*RECORD EXTRACTS*:
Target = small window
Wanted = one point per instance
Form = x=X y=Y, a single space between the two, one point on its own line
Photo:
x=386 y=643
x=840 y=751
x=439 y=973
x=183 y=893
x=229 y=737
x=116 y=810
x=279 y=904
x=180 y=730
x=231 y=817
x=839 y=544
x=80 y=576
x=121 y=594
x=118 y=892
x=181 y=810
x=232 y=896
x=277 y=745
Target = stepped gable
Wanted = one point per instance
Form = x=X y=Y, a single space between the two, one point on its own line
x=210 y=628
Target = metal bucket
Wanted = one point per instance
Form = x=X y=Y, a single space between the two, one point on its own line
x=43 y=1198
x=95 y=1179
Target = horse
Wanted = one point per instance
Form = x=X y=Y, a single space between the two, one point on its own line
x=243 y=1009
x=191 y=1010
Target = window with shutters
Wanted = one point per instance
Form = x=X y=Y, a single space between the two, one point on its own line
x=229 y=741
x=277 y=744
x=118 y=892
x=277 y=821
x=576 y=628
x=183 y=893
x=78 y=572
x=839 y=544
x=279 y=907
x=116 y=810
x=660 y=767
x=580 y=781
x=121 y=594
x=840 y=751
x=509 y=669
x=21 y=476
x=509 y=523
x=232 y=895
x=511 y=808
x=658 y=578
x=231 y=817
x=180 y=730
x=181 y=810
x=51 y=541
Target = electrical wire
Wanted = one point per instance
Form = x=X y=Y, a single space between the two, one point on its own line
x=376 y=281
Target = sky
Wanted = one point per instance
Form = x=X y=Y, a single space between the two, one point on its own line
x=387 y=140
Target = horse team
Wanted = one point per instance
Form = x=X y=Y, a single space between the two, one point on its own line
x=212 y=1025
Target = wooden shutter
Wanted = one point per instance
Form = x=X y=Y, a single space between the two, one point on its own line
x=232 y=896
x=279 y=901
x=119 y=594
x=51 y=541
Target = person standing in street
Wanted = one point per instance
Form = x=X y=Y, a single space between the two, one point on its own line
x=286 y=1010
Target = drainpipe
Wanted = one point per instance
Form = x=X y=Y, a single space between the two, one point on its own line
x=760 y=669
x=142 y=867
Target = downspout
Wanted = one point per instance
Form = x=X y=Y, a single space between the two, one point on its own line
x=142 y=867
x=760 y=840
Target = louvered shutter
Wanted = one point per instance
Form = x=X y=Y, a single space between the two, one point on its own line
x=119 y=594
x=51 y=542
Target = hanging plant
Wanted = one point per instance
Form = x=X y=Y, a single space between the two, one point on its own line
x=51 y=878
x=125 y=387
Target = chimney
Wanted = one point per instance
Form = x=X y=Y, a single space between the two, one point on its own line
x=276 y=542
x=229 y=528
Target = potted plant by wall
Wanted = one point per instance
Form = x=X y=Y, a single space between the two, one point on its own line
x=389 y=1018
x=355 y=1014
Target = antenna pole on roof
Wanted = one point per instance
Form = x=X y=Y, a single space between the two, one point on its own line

*WORK ITEM*:
Would you please return all of the data exactly?

*ANSWER SPACE*:
Target = small window
Wanted = one point per instance
Form = x=X y=Y, a single space between the two, one point on its own line
Photo:
x=386 y=643
x=840 y=751
x=439 y=973
x=183 y=893
x=229 y=737
x=116 y=810
x=279 y=904
x=180 y=730
x=231 y=817
x=839 y=544
x=80 y=576
x=121 y=594
x=118 y=892
x=181 y=810
x=232 y=896
x=277 y=745
Target = stepped gable
Wanted = one point per instance
Form = x=X y=Y, a single space between the two, one point on its own line
x=210 y=628
Target = metal bucket
Wanted = one point per instance
Form = x=X y=Y, a single space between the two, one point on its own line
x=43 y=1198
x=95 y=1179
Target = horse
Wanted = one point per instance
Form = x=X y=Y, a single space between the two, one point on its own line
x=243 y=1009
x=191 y=1010
Target = window with shutters
Wanted = one point per instance
Form = x=X y=Y, a single space between the two, one point on its own line
x=229 y=741
x=277 y=744
x=118 y=892
x=277 y=821
x=576 y=628
x=183 y=893
x=78 y=572
x=839 y=544
x=279 y=907
x=116 y=810
x=660 y=767
x=580 y=781
x=121 y=594
x=840 y=751
x=509 y=669
x=21 y=476
x=509 y=523
x=232 y=895
x=511 y=808
x=658 y=578
x=231 y=817
x=180 y=730
x=181 y=810
x=51 y=541
Target = electrical wire
Wanted = one point per instance
Form = x=X y=Y, a single space between the two, one point on its own line
x=376 y=281
Target = sky
Wanted = one point per instance
Form = x=X y=Y, a single space between the two, one point on its own line
x=387 y=140
Target = horse team
Wanted = one point per instance
Form = x=X y=Y, a single space between the two, one point on its own line
x=212 y=1025
Target = wooden shutter
Wanted = one point per instance
Form = x=X y=Y, a single space between the two, one point on its own line
x=232 y=896
x=279 y=901
x=119 y=594
x=51 y=541
Target = person standing in street
Wanted = one point per instance
Form = x=X y=Y, a single space between the two, one point on its own line
x=286 y=1010
Target = drainpipe
Wanted = one point per instance
Form = x=X y=Y, a single space between the two, one point on its own line
x=760 y=669
x=142 y=867
Target = downspout
Wanted = one point per instance
Form = x=X y=Y, a single space between the two, one point on its own line
x=142 y=867
x=760 y=840
Target = louvered shutter
Wanted = one point per instance
Form = x=X y=Y, a single space between the two, one point on its own line
x=119 y=594
x=51 y=542
Target = hanging plant
Wanted = one point per instance
Form = x=X y=Y, a single space between the two, one point on its own line
x=51 y=878
x=125 y=387
Target = chimney
Wanted = one point per instance
Form = x=X y=Y, a single space between the two, one point on its own line
x=276 y=542
x=229 y=528
Target = potted plant by wall
Wanted = one point per instance
Form = x=X y=Y, a single space between the two, one point on its own line
x=389 y=1018
x=355 y=1014
Target = antenna pole on roof
Wanted = one point per instance
Form = x=X y=Y, a single space between the two, one point on its own line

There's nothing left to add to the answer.